All entries must be extracted exactly, with nothing added or dropped.
※ ※ ※
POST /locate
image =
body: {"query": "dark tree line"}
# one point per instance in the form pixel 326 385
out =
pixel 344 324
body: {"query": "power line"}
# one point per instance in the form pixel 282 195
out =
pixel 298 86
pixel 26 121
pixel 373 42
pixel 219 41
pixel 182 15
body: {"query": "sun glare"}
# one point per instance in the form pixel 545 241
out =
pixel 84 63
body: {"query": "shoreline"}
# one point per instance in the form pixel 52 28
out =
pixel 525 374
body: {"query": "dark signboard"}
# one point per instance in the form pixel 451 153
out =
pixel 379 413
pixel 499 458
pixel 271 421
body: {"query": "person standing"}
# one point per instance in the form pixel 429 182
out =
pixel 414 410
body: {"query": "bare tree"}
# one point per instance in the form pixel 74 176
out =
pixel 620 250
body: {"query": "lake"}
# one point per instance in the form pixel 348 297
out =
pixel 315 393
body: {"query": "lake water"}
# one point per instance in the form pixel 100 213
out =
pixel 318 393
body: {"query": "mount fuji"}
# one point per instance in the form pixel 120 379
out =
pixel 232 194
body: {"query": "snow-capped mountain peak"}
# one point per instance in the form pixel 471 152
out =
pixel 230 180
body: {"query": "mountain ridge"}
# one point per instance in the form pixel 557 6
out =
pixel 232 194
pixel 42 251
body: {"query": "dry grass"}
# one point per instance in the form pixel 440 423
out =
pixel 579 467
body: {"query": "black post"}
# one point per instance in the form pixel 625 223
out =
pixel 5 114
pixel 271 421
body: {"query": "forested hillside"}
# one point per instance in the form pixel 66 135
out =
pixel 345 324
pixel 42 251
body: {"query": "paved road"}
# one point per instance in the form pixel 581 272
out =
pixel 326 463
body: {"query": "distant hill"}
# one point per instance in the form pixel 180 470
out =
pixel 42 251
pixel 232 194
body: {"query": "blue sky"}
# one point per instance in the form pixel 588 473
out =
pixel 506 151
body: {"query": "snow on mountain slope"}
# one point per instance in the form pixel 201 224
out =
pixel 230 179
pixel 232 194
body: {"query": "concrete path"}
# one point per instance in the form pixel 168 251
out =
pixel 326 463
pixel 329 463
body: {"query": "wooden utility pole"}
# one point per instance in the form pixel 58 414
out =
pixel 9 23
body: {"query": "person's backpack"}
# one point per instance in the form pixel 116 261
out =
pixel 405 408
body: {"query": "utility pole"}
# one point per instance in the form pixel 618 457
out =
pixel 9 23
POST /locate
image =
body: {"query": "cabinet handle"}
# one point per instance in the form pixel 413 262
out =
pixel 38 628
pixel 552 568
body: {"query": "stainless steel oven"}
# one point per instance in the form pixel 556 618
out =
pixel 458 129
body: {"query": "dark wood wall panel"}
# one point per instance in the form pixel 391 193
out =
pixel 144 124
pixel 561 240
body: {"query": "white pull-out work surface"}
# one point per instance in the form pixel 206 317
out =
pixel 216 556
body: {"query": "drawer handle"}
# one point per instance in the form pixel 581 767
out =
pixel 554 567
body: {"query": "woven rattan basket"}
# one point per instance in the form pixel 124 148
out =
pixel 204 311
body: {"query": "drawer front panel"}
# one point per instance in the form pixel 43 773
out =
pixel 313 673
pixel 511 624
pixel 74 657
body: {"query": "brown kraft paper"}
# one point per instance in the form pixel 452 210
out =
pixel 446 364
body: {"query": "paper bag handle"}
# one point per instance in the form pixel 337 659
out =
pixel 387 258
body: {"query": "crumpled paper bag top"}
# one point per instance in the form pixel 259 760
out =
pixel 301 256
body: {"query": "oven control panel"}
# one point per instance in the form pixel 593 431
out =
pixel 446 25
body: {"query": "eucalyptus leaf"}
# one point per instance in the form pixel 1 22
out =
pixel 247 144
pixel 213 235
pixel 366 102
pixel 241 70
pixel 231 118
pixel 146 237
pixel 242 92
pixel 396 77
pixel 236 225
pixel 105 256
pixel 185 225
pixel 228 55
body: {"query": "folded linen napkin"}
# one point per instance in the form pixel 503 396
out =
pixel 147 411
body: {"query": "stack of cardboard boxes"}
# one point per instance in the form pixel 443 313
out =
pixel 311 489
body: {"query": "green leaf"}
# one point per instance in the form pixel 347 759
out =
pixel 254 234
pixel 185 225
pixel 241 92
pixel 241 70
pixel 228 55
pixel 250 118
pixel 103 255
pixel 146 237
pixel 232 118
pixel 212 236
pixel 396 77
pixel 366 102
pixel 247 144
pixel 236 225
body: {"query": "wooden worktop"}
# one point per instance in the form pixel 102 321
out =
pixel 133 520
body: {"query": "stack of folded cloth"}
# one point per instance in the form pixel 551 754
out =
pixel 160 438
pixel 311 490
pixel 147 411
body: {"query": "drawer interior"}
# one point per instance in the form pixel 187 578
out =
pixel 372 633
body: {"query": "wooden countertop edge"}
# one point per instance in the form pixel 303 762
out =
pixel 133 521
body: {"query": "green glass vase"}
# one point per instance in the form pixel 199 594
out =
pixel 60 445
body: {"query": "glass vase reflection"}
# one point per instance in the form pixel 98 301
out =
※ ※ ※
_RESPONSE TO THE EXERCISE:_
POST /locate
image =
body: {"query": "dark tree line"}
# one point per instance in the form pixel 326 385
out =
pixel 344 324
body: {"query": "power line"}
# one point per instance in the form pixel 282 195
out =
pixel 298 86
pixel 26 121
pixel 373 42
pixel 219 41
pixel 182 15
body: {"query": "sun glare"}
# one point per instance in the form pixel 545 241
out =
pixel 84 63
body: {"query": "shoreline"}
# one point per instance in the form pixel 52 28
out =
pixel 525 374
body: {"query": "dark signboard"}
# one point per instance in the form pixel 451 153
out =
pixel 379 413
pixel 499 458
pixel 271 421
body: {"query": "person standing"}
# one point per instance in the form pixel 429 182
out =
pixel 414 410
body: {"query": "bare tree"}
# one point per instance in the form pixel 74 176
out =
pixel 620 250
body: {"query": "lake"}
# one point per instance in the form pixel 348 297
out =
pixel 315 393
body: {"query": "lake water"}
# one point per instance in the form pixel 100 213
out =
pixel 318 393
body: {"query": "mount fuji"}
# one point per instance in the form pixel 120 379
out =
pixel 232 194
body: {"query": "snow-capped mountain peak"}
# one point per instance in the form pixel 471 152
out =
pixel 230 180
body: {"query": "mountain ridge"}
# one point per instance in the form pixel 557 6
out =
pixel 232 194
pixel 42 251
body: {"query": "dry grass"}
# one point per instance in the form pixel 440 423
out =
pixel 579 467
body: {"query": "black post"}
# one point per instance in the form pixel 625 223
out =
pixel 5 114
pixel 271 421
body: {"query": "forested hillside"}
# one point per instance in the form pixel 66 135
out =
pixel 345 324
pixel 42 251
body: {"query": "paved road"}
# one point per instance in the form pixel 581 272
out =
pixel 326 463
body: {"query": "distant hill"}
# one point per instance in the form pixel 180 470
out =
pixel 42 251
pixel 232 194
body: {"query": "blue sky"}
# one point per instance in the form pixel 588 473
out =
pixel 506 151
body: {"query": "snow on mountain slope"}
# one point per instance in the form pixel 201 224
out =
pixel 230 179
pixel 232 194
body: {"query": "concrete path"}
# one point per instance in the form pixel 168 251
out =
pixel 326 463
pixel 329 463
body: {"query": "wooden utility pole"}
# one point per instance in the form pixel 58 414
out =
pixel 9 23
body: {"query": "person's backpack"}
# one point per instance in the form pixel 116 261
out =
pixel 405 408
body: {"query": "utility pole"}
# one point per instance in the form pixel 618 457
out =
pixel 9 23
POST /locate
image =
body: {"query": "cabinet handle"}
# one point per instance in the form pixel 413 262
out =
pixel 38 628
pixel 552 568
body: {"query": "stainless steel oven"}
# one point per instance in the form pixel 556 618
out =
pixel 458 129
body: {"query": "dark wood wall panel"}
# one point per instance in the form pixel 391 193
out =
pixel 144 124
pixel 561 240
body: {"query": "white pull-out work surface"}
# one point per instance in the form pixel 206 317
out =
pixel 216 556
body: {"query": "drawer handle"}
# one point per instance in the form pixel 581 767
out =
pixel 554 567
body: {"query": "woven rattan basket"}
# one point per instance in the form pixel 124 148
out =
pixel 204 311
body: {"query": "drawer front panel"}
# one point per instance in the form pixel 43 773
out =
pixel 313 673
pixel 511 624
pixel 74 657
body: {"query": "brown kraft paper"}
# one point per instance in the form pixel 452 210
out =
pixel 446 364
body: {"query": "paper bag handle"}
# one point per instance in the form pixel 337 659
out =
pixel 387 258
body: {"query": "crumpled paper bag top"}
# one point per instance in the form pixel 259 760
out =
pixel 301 256
body: {"query": "oven control panel"}
# one point per instance in the form pixel 593 431
out =
pixel 446 25
body: {"query": "eucalyptus leaf"}
# one point per instance in the form pixel 1 22
out =
pixel 247 144
pixel 213 235
pixel 366 102
pixel 241 70
pixel 231 118
pixel 146 237
pixel 242 92
pixel 396 77
pixel 236 225
pixel 105 256
pixel 185 225
pixel 228 55
body: {"query": "folded linen napkin"}
# one point per instance in the form pixel 503 396
out =
pixel 147 411
body: {"query": "stack of cardboard boxes"}
# one point per instance in the form pixel 443 313
out =
pixel 311 489
body: {"query": "green leaf"}
# one point per instance in the form pixel 347 759
out =
pixel 254 234
pixel 185 225
pixel 241 92
pixel 241 70
pixel 228 55
pixel 250 118
pixel 103 255
pixel 146 237
pixel 232 118
pixel 212 236
pixel 396 77
pixel 366 102
pixel 247 144
pixel 236 225
body: {"query": "wooden worktop"}
# one point per instance in the form pixel 102 321
out =
pixel 133 520
body: {"query": "stack of folded cloth"}
# one point per instance in the form pixel 551 754
out =
pixel 160 438
pixel 311 490
pixel 147 411
body: {"query": "drawer interior"}
# one point per instance in the form pixel 187 578
out =
pixel 372 633
body: {"query": "wooden countertop edge"}
# one point per instance in the form pixel 303 762
out =
pixel 133 521
body: {"query": "green glass vase"}
# one point per instance in the form pixel 199 594
out =
pixel 60 445
body: {"query": "glass vase reflection"}
# one point per instance in the form pixel 98 301
out =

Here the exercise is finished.